_Extract to read_

────

Is it worth the price of going too far, too long? Muhammad Ali would probably say no. Ali. The Greatest. Float like a butterfly, sting like a bee. A few hits too many have changed all that. Forever. At what point is too much simply too much? How far does our need to see violence and bone jarring tackles need to go? At what point does Manning's longterm health and future become more important than our desire to see a game and our own greed for glory as embodied in our team gaining wins and Super Bowl victories? If I'm Peyton Manning, that time is now.
The Record Book
3rd in alltime passing yards behind Favre and Marino
2nd in alltime passer rating for a single season behind Rodgers
1st in alltime single season 4th Qtr comeback victories (and tied for 2nd as well)
2nd in alltime comeback 4th Qtr victories behind Marino
2nd in alltime career game winning drives behind Marino
2nd in alltime TDs in single season behind Brady
3rd in alltime TDs career behind Farve and Marino
And the list goes on and on and on, suffice it to say that Manning's place in NFL history, and the record books, is secure. One interesting statistic is single season touchdown percentage, where Manning is tied for 6th with George Blanda. Manning's 9.9% season came in 2004. Blanda's was in 1961. Adrian Burk (who?) ranks 5th with 10% and that happened in 1954, and those above were all from the 1940's. There's not another "Modern Era" name to be found until you get to Aaron Rodgers' 9% from this season, ranking in a tie for 15th with names from the 1940's, or Brady's 8.7% from 2007 ranking tied for 20th.

────

_Data for analysis_
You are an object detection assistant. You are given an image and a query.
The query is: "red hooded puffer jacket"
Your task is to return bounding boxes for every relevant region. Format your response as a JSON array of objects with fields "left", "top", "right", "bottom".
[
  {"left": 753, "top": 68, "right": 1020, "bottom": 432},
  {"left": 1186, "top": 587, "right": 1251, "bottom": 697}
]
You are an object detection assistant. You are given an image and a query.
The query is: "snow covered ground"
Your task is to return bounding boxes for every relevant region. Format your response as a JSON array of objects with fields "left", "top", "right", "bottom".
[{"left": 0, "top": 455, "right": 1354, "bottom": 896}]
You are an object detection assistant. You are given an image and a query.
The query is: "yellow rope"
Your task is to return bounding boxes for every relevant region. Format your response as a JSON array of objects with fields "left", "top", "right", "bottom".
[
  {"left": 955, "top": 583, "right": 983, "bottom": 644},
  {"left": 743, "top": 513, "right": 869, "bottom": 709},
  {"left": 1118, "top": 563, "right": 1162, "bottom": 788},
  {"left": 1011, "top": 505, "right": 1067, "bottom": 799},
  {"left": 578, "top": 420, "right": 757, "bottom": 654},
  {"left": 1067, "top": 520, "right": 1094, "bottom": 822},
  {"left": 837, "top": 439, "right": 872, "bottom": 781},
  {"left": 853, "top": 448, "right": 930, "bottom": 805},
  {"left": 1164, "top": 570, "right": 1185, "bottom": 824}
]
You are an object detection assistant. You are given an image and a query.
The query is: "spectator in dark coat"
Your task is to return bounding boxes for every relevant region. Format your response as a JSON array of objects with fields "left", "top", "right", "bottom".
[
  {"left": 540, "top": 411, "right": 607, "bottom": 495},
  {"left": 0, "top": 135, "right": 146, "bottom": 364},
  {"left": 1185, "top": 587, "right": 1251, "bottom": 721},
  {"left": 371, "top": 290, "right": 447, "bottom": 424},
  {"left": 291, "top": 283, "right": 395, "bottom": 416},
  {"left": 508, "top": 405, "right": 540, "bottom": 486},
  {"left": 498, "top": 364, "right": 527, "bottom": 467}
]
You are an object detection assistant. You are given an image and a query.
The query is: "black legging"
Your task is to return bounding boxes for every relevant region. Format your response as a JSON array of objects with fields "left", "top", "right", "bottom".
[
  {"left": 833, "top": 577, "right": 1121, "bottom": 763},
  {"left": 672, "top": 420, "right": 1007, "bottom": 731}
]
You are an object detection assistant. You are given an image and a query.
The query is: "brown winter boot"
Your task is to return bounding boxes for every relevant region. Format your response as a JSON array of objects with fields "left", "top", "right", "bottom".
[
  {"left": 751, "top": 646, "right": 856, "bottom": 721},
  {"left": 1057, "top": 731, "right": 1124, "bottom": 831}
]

────

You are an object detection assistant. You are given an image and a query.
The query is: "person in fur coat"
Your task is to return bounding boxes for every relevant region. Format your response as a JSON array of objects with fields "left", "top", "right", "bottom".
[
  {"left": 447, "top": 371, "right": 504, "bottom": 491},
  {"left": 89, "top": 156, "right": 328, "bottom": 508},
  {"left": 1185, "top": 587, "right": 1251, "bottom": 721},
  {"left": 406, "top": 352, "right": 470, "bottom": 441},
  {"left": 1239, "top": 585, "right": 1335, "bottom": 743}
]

────

_Problems and tasks_
1. Answer these questions from the Peyton Manning text:
(a) Whose single-season touchdown total ranks ahead of Manning's?
(b) In what year did Manning have his 9.9% touchdown percentage season?
(c) Who ranks 5th in single-season touchdown percentage, and in what year?
2. Resume the Peyton Manning text after its final sentence, keeping its voice.

_Answers in order_
1.
(a) Brady
(b) 2004
(c) Adrian Burk, in 1954

2.
The list for those who'd like to see some history is here. Fascinating look at names from a bygone era, with Manning right up there in a seemingly out of place and out of time statistical anomaly.
The point? Manning doesn't need to complete another pass or throw even one more touchdown to be considered one of the greatest of all time. He's already there. He's proven it time and time again. The man simply has nothing left to prove.
Alright, anyone who thinks that Peyton Manning actually needs more money because he's foolishly frittered away millions of dollars please raise your hand. I'll wait ... and wait ... and wait ...
Right. Manning is arguably one of the most intelligent players in football, or any sport. His contracts over the years have been worth millions of dollars. Hundreds of millions. Plus bonus money. And endorsements. And more endorsements. Back when Michael Jordan was at the top of his game, it was reported that his salary from the Chicago Bulls was about $20 Million a year, and his endorsements were worth another $80 Million a year. Really. That's more than the GDP of some nations. Anyone care to bet that Manning isn't in similar company? Right, that's what I thought.
Peyton Manning doesn't need another dime. He doesn't need a contract, or a bonus. He doesn't need the glory. So much as been tossed about concerning the "best city to live in" should Manning sign with a team not called the Colts. City to live in? Peyton Manning could buy his own city. His own island. Manning Island. To be truthful he already has an island in Indianapolis, but it's in the guise of a domed stadium.
The Bottom Line
In short, it's time for Manning to do what's best for Manning. At this point, with nothing left to prove for his place in history, with no need for money and nothing worth risking his health and perhaps his life for, it's time for Team Manning to do the right thing. It's time for Manning to take a deep breath, sit back and think of his family, his kids, himself. I'm a lifelong Chiefs fan, but I've long been a huge Manning fan and admirer. Amazing talent! I appreciate all you've done and all you've given to the sport, to the game I love. But it's time. All good things must come to an end.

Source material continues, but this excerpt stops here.